**Document excerpt:**
All The News Fit To Print (Part I)
The New York Times’s masthead logo, "All The News That’s Fit to Print," dates back to 1896, the first year of Ochs-Sulzberger family control of the paper, and both the family control and arrogant belief in the benevolence and superior judgment of the dominant owners persist to this day. The 1997 Proxy Statement of The New York Times Company explains the special voting rights that assure family control in terms of the desire for "an independent newspaper, entirely fearless, free of ulterior influence and unselfishly devoted to the public welfare."
The paper’s independence, however, and the century-long accretion of influence and wealth by the owners, has been contingent on their defining public welfare in a manner acceptable to their elite audience and advertisers. In the 1993 debate over the North American Free Trade Agreement (NAFTA), for example, the Times was aggressively supportive of the agreement, and solicited its advertisers to participate in advertorials with a letter touting the "central importance…of this important cause" and the need to educate the public on NAFTA’s merits, which polls showed that most citizens failed to appreciate. As the paper regularly takes positions on domestic and foreign policy issues within parameters acceptable to business and political elites, it is evident that the owners have failed to escape class, if not selfish, interests in defining public welfare and what’s fit to print.
In debates within the range of elite opinion, moreover, the Times has not been "fearless," even in the face of gross outrages against law, morality, and the general interest. During the McCarthy era, for example, the management buckled under to the Eastland Committee by firing former communist employees, who spoke freely to management but would not inform on others, and more generally it failed to oppose the witch hunt with vigor and on the basis of principle. An editorial of August 6, 1948, attacking the use of the Fifth Amendment before the House Committee on Unamerican Activities, was written by the publisher, Arthur Hays Sulzberger.

**Task requirements:**
A) Reproduce the New York Times piece above in full, word for word.
B) Convert the entries from the line with "of the beaded" to the line with "(1120, 535)", both lines included, into a two-column CSV with the header instruction,points. Give one row per entry, with its text under instruction and its answer under points, each in a single quoted field and any line breaks replaced by spaces.

**Supplied records:**

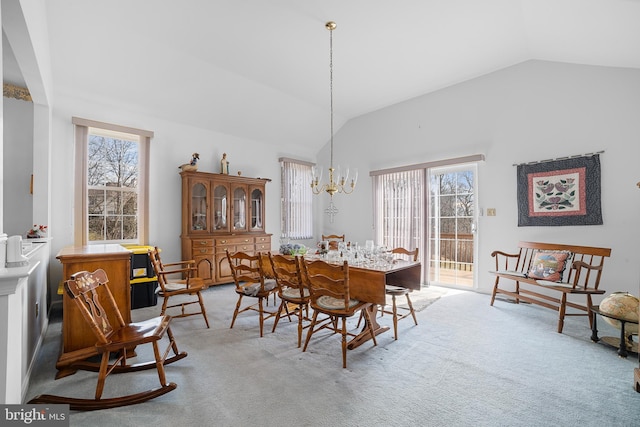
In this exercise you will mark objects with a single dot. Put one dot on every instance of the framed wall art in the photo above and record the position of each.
(560, 192)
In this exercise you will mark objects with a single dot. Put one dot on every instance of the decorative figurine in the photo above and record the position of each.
(192, 165)
(224, 164)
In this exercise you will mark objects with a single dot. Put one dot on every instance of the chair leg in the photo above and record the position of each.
(395, 316)
(235, 312)
(164, 306)
(413, 313)
(300, 315)
(310, 332)
(563, 309)
(204, 311)
(159, 364)
(275, 323)
(368, 319)
(344, 342)
(261, 313)
(102, 374)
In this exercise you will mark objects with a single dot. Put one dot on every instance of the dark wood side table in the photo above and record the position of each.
(624, 344)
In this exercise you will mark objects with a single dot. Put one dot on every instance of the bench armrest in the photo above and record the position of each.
(496, 253)
(506, 261)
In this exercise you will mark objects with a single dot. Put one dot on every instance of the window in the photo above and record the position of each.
(111, 187)
(296, 198)
(430, 206)
(399, 201)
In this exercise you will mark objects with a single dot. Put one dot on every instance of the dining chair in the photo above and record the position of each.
(329, 287)
(291, 290)
(171, 286)
(115, 340)
(396, 291)
(249, 277)
(333, 240)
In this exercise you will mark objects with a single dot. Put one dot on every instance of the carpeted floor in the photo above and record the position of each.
(465, 364)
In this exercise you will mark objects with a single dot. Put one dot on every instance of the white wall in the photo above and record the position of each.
(171, 146)
(532, 111)
(17, 165)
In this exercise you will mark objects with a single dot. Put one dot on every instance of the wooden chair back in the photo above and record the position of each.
(286, 271)
(185, 271)
(334, 237)
(411, 255)
(333, 240)
(247, 270)
(324, 279)
(88, 291)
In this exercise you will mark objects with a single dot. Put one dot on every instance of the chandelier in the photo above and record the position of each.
(338, 179)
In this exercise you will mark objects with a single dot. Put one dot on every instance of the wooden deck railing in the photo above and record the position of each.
(456, 254)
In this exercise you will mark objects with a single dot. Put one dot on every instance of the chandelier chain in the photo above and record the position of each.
(338, 182)
(331, 88)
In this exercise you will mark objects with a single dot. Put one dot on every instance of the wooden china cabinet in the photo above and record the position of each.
(221, 212)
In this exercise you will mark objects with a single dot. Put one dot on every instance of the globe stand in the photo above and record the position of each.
(625, 344)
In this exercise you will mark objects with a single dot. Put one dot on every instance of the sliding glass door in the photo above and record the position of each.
(452, 224)
(432, 207)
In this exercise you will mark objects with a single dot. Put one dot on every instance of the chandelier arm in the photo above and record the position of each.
(336, 184)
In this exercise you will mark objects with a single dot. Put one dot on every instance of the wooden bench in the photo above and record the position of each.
(581, 276)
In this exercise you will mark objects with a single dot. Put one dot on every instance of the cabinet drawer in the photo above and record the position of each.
(263, 247)
(201, 251)
(200, 243)
(244, 240)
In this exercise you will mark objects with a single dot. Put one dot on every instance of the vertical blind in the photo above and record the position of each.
(296, 199)
(399, 209)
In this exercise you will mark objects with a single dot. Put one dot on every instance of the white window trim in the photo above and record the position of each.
(80, 211)
(284, 233)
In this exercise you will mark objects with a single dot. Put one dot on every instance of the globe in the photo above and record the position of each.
(622, 305)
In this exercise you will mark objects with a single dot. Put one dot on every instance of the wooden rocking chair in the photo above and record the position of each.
(86, 290)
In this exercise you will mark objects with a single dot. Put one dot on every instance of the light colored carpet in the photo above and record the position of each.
(465, 364)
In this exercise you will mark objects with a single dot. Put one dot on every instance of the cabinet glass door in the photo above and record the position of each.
(257, 209)
(199, 207)
(220, 208)
(239, 209)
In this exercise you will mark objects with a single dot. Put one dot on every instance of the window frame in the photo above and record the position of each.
(81, 205)
(300, 228)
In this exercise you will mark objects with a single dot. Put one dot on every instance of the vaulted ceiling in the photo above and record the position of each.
(260, 69)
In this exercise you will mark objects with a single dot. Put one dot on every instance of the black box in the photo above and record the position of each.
(141, 266)
(143, 293)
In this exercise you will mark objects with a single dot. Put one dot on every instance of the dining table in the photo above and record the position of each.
(367, 283)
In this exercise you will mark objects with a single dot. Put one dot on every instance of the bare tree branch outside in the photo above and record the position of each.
(112, 188)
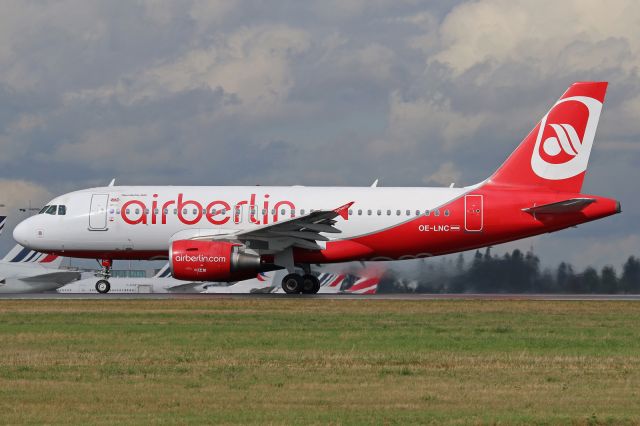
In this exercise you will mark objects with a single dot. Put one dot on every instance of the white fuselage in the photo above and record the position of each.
(146, 218)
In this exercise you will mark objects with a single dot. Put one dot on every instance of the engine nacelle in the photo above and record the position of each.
(212, 261)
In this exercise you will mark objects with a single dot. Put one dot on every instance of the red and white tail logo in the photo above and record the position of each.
(565, 137)
(556, 153)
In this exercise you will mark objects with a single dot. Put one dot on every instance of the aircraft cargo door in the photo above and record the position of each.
(473, 213)
(98, 212)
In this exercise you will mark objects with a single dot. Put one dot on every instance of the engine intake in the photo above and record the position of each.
(213, 261)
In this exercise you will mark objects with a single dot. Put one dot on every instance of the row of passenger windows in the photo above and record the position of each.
(54, 210)
(360, 212)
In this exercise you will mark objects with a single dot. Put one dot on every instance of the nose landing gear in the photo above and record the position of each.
(305, 284)
(103, 286)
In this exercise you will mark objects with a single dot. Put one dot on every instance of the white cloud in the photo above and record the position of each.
(550, 36)
(15, 194)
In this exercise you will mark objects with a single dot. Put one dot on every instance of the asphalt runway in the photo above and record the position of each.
(426, 297)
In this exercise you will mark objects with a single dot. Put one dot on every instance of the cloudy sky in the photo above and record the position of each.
(327, 92)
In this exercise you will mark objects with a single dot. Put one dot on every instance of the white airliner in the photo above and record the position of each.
(162, 282)
(27, 271)
(213, 233)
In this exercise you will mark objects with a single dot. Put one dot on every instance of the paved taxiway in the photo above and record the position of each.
(155, 296)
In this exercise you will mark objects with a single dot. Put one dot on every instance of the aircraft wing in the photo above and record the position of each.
(572, 205)
(60, 277)
(183, 287)
(303, 231)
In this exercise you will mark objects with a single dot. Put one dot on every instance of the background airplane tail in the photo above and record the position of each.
(555, 154)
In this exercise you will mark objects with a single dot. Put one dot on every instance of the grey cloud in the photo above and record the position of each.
(314, 93)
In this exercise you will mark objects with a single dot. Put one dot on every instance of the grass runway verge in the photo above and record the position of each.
(319, 361)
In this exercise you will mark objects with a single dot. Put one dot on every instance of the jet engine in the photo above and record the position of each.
(213, 261)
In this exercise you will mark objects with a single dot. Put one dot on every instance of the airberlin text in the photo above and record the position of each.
(200, 258)
(438, 228)
(217, 212)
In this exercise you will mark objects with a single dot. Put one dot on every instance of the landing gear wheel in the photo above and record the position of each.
(292, 284)
(310, 284)
(103, 286)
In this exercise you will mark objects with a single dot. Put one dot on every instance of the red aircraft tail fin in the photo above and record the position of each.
(556, 152)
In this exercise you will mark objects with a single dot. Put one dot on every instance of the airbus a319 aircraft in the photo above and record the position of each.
(233, 233)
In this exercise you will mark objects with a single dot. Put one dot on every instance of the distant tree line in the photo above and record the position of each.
(514, 272)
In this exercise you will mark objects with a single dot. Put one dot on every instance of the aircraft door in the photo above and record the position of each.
(473, 213)
(98, 212)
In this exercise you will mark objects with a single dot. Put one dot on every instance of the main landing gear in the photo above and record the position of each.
(296, 283)
(103, 286)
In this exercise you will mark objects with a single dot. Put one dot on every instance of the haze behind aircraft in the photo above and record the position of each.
(27, 271)
(233, 233)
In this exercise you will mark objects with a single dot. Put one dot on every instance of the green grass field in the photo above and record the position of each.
(319, 361)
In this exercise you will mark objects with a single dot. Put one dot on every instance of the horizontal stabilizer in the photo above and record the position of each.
(572, 205)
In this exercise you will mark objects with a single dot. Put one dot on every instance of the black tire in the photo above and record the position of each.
(292, 284)
(103, 286)
(310, 284)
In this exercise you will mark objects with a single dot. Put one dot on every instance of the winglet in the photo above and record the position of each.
(344, 210)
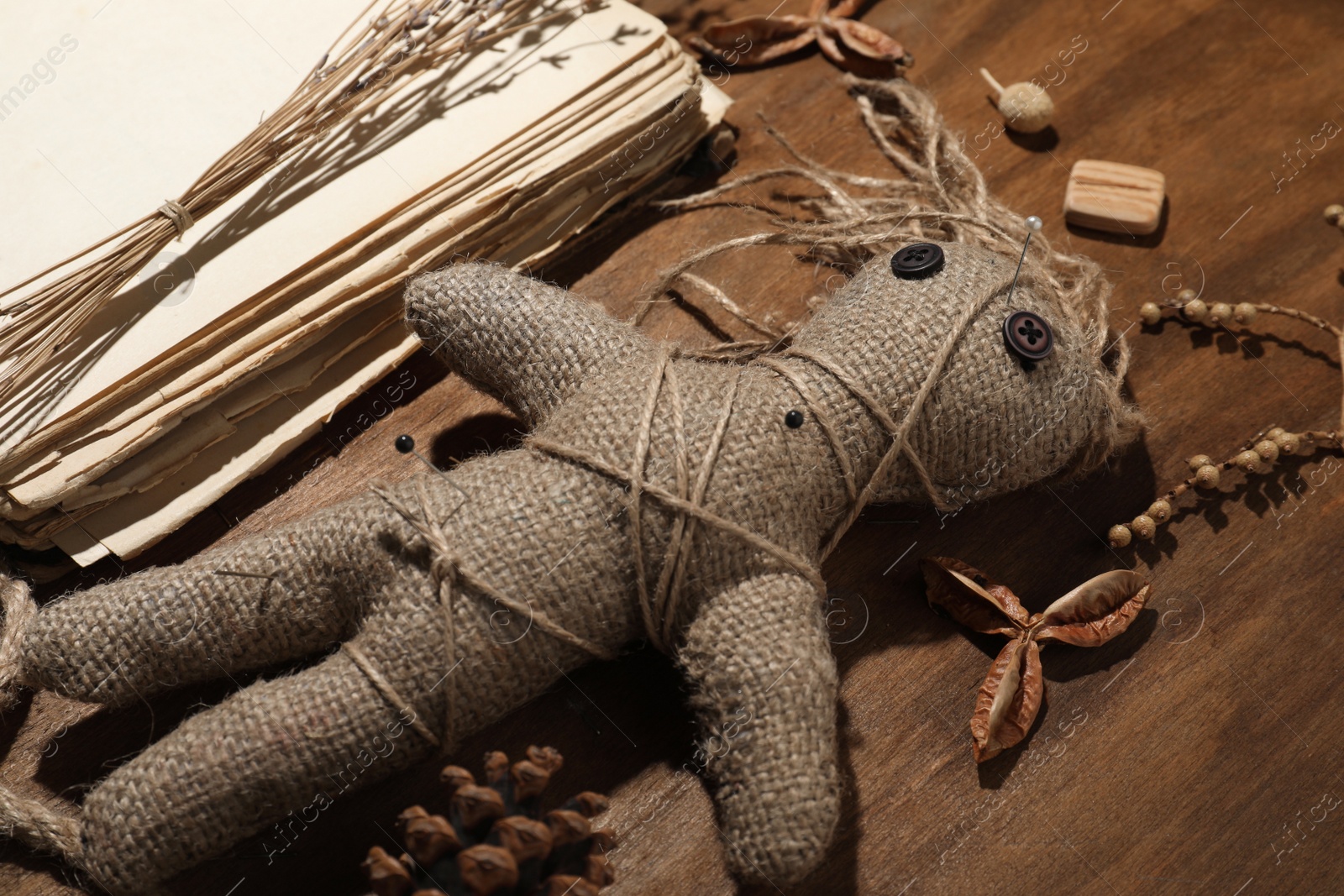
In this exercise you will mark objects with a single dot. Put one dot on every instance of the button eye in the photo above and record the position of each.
(1028, 336)
(917, 259)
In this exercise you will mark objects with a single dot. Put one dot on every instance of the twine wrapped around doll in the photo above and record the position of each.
(660, 496)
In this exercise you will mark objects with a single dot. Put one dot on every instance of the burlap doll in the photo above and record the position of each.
(658, 496)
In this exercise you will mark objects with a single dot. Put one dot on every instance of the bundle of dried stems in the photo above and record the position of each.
(366, 65)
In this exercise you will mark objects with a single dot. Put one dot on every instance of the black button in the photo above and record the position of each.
(917, 259)
(1028, 336)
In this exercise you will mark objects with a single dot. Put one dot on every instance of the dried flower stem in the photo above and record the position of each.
(365, 67)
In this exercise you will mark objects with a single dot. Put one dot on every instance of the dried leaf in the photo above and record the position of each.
(990, 607)
(1095, 611)
(765, 39)
(1008, 700)
(867, 40)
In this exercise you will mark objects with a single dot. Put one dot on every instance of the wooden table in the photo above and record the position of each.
(1189, 755)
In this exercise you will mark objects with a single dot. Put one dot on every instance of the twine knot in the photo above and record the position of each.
(178, 214)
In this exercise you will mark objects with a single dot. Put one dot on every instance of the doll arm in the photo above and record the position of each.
(766, 700)
(526, 343)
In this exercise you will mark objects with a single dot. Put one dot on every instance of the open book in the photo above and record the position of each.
(244, 338)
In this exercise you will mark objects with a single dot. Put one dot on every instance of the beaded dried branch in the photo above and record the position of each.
(495, 841)
(1258, 453)
(365, 67)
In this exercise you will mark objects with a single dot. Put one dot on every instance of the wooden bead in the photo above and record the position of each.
(1268, 450)
(1198, 461)
(1195, 311)
(1206, 477)
(1113, 196)
(1247, 463)
(1120, 535)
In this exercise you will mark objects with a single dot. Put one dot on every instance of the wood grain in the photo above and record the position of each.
(1171, 761)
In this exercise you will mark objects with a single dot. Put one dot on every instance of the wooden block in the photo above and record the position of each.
(1112, 196)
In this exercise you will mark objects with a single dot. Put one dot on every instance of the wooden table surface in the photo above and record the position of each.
(1193, 755)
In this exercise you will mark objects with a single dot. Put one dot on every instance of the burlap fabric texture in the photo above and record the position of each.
(659, 496)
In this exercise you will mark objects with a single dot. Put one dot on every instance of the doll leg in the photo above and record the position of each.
(270, 759)
(526, 343)
(759, 653)
(270, 598)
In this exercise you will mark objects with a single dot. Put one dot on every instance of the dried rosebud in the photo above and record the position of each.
(486, 869)
(548, 758)
(591, 804)
(566, 828)
(477, 805)
(386, 875)
(524, 837)
(429, 839)
(528, 779)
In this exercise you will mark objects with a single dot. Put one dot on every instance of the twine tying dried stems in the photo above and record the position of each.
(1260, 452)
(369, 63)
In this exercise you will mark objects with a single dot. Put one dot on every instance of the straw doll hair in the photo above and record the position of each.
(662, 495)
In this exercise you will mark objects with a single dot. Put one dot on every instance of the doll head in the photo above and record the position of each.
(987, 417)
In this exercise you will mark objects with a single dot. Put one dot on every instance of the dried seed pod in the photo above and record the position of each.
(1198, 461)
(1195, 311)
(430, 839)
(487, 869)
(477, 805)
(528, 779)
(386, 875)
(1207, 477)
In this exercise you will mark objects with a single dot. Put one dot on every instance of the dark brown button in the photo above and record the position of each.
(916, 261)
(1028, 336)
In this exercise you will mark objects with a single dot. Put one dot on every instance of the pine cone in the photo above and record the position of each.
(495, 840)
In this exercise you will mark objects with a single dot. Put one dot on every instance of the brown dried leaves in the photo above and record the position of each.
(754, 40)
(1010, 698)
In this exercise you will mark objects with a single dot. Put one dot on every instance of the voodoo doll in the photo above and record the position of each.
(659, 496)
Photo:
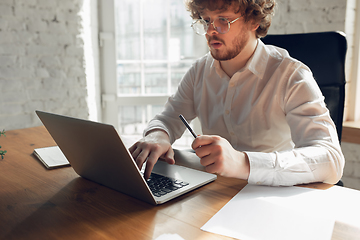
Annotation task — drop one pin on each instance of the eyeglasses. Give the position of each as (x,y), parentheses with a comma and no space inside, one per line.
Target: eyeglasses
(220,24)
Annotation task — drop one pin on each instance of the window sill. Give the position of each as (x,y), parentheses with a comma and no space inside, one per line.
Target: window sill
(351,132)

**Responses to the tasks:**
A)
All The News Fit To Print (Part I)
The New York Times’s masthead logo, "All The News That’s Fit to Print," dates back to 1896, the first year of Ochs-Sulzberger family control of the paper, and both the family control and arrogant belief in the benevolence and superior judgment of the dominant owners persist to this day. The 1997 Proxy Statement of The New York Times Company explains the special voting rights that assure family control in terms of the desire for "an independent newspaper, entirely fearless, free of ulterior influence and unselfishly devoted to the public welfare."
The paper’s independence, however, and the century-long accretion of influence and wealth by the owners, has been contingent on their defining public welfare in a manner acceptable to their elite audience and advertisers. In the 1993 debate over the North American Free Trade Agreement (NAFTA), for example, the Times was aggressively supportive of the agreement, and solicited its advertisers to participate in advertorials with a letter touting the "central importance…of this important cause" and the need to educate the public on NAFTA’s merits, which polls showed that most citizens failed to appreciate. As the paper regularly takes positions on domestic and foreign policy issues within parameters acceptable to business and political elites, it is evident that the owners have failed to escape class, if not selfish, interests in defining public welfare and what’s fit to print.
In debates within the range of elite opinion, moreover, the Times has not been "fearless," even in the face of gross outrages against law, morality, and the general interest. During the McCarthy era, for example, the management buckled under to the Eastland Committee by firing former communist employees, who spoke freely to management but would not inform on others, and more generally it failed to oppose the witch hunt with vigor and on the basis of principle. An editorial of August 6, 1948, attacking the use of the Fifth Amendment before the House Committee on Unamerican Activities, was written by the publisher, Arthur Hays Sulzberger.

B)
instruction,points
"In this exercise you will mark objects with a single dot. Put one dot on every instance of the beaded dried branch in the photo above and record the position of each.","(495, 841) (1258, 453) (365, 67)"
"In this exercise you will mark objects with a single dot. Put one dot on every instance of the wooden bead in the photo above and record the position of each.","(1268, 450) (1198, 461) (1195, 311) (1206, 477) (1113, 196) (1247, 463) (1120, 535)"